— Exercises —
**A)** Answer these questions using the text on the Civil Guard mountain service below, one per line:
(i) Into how many areas is the service divided?
(ii) Who commands each area?
(iii) What telephone code is provided for emergency calls to any GREIM unit?
**B)** Extend the text on the Civil Guard mountain service below, beginning right after its final sentence.

— Exercise text —
• • • • •
The service is organised territorially in five areas, corresponding to the main mountain areas of Spain. Each area is commanded by a Civil Guard lieutenant or second lieutenant, and comprises the SEREIM, GREIM and EREIM units distributed as follows:
- Jaca area
  - Jaca SEREIM
  - Boltaña GREIM
  - Benasque GREIM
  - Roncal GREIM
  - Pamplona GREIM
  - Huesca EREIM
  - Panticosa EREIM
  - Tarazona EREIM
  - Mora de Rubielos EREIM
- Cangas de Onís area
  - Cangas de Onís SEREIM
  - Mieres GREIM
  - Potes GREIM
  - Sabero GREIM
  - A Pobra de Trives EREIM
- Navacerrada area:
  - Navacerrada SEREIM
  - El Barco de Ávila GREIM
  - Arenas de San Pedro EREIM
  - Riaza EREIM
  - Ezcaray EREIM
- Granada area
  - Granada SEREIM
  - Palma de Mallorca GREIM
  - Tenerife GREIM
  - Álora EREIM
  - Onteniente EREIM
- Viella area
  - Viella GREIM
  - Puigcerdá EREIM

== Contact ==
A telephone code 062 is provided for emergency calls to any GREIM unit.
• • • • •
— Extracted information —
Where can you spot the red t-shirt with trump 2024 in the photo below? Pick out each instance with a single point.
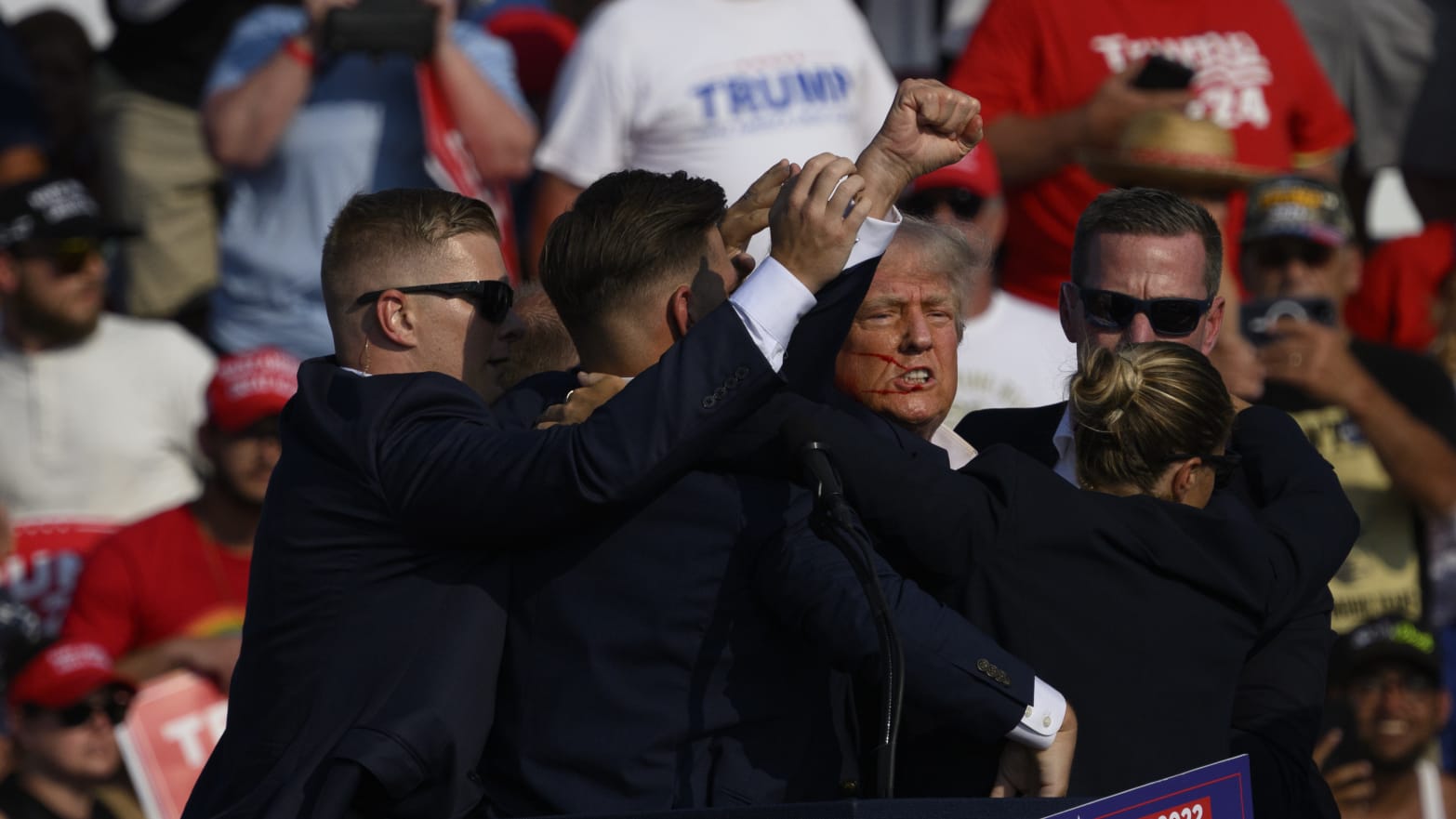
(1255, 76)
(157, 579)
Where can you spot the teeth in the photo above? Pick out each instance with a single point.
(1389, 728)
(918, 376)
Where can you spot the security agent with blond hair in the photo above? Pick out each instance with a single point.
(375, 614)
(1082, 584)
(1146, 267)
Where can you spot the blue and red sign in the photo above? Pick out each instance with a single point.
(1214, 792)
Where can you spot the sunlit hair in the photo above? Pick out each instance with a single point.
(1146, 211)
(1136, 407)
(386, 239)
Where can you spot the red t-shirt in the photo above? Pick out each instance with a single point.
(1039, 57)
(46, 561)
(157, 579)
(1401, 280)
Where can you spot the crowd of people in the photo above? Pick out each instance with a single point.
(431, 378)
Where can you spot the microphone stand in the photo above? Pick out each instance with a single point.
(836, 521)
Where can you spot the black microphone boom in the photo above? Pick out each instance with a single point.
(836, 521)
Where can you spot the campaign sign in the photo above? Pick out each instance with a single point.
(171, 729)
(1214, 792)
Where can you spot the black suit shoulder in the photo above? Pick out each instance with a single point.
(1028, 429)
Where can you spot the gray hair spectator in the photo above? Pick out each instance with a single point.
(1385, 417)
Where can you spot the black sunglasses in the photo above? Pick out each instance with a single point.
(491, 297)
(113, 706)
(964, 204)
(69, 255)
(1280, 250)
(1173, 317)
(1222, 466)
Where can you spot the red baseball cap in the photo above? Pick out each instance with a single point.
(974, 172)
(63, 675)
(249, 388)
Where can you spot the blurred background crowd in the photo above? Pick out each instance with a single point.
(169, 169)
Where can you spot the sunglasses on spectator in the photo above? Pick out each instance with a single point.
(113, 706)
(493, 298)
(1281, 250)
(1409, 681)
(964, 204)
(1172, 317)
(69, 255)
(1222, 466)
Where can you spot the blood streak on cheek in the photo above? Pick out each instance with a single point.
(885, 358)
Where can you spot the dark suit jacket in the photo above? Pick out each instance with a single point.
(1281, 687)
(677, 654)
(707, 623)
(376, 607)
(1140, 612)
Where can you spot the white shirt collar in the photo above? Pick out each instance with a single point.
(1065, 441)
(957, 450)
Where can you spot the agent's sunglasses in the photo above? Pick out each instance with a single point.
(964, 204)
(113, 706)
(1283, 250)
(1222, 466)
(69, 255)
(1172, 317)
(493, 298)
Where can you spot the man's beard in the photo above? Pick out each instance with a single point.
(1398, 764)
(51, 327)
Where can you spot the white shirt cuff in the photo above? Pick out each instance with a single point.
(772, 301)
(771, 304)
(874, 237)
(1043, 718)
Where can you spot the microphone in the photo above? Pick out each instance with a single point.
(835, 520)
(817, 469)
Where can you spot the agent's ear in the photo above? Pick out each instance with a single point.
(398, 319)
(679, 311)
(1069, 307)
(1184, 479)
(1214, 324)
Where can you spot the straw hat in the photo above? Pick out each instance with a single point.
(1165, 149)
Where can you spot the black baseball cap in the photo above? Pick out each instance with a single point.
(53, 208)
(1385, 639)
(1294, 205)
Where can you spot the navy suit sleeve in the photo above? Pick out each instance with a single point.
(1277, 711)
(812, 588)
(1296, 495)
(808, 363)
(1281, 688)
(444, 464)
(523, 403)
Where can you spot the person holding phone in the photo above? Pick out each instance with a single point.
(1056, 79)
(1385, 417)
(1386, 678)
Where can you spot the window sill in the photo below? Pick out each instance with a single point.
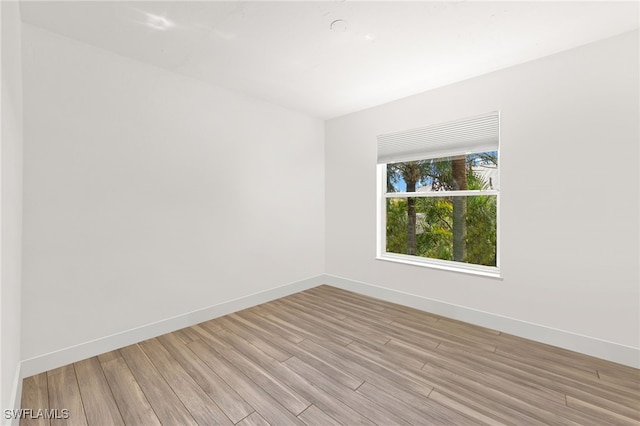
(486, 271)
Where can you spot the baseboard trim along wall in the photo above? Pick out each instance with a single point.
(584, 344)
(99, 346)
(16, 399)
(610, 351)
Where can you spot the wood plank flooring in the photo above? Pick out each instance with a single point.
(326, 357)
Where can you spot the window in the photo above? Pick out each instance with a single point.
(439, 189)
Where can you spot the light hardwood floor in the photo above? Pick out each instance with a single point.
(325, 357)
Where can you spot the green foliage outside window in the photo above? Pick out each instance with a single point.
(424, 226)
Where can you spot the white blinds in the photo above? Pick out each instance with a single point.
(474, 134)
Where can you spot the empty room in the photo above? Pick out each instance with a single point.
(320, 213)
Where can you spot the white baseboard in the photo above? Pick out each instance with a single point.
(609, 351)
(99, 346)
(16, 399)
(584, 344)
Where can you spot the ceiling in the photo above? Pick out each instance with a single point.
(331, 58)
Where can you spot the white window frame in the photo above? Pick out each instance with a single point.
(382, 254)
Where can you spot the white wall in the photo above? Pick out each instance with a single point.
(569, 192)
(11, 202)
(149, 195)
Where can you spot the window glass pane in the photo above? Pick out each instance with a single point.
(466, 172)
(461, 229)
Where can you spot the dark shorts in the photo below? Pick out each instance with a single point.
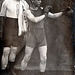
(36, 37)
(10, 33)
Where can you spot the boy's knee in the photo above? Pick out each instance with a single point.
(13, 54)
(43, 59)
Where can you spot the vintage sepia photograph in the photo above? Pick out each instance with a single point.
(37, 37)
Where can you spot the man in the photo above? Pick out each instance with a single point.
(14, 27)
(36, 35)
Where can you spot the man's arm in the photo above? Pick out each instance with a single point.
• • • • •
— Answers by item number —
**A)**
(i) Five areas.
(ii) A Civil Guard lieutenant or second lieutenant.
(iii) 062.

**B)**
== Statistics ==
Between 1981 and 2013 the service carried out 16,607 rescue missions in the mountains, caves and other places difficult of access.
In the year 2013 the service attended 892 incidents. It reported 94 deaths and 475 injuries, and assisted another 1,010 people. There were 87 false alarms.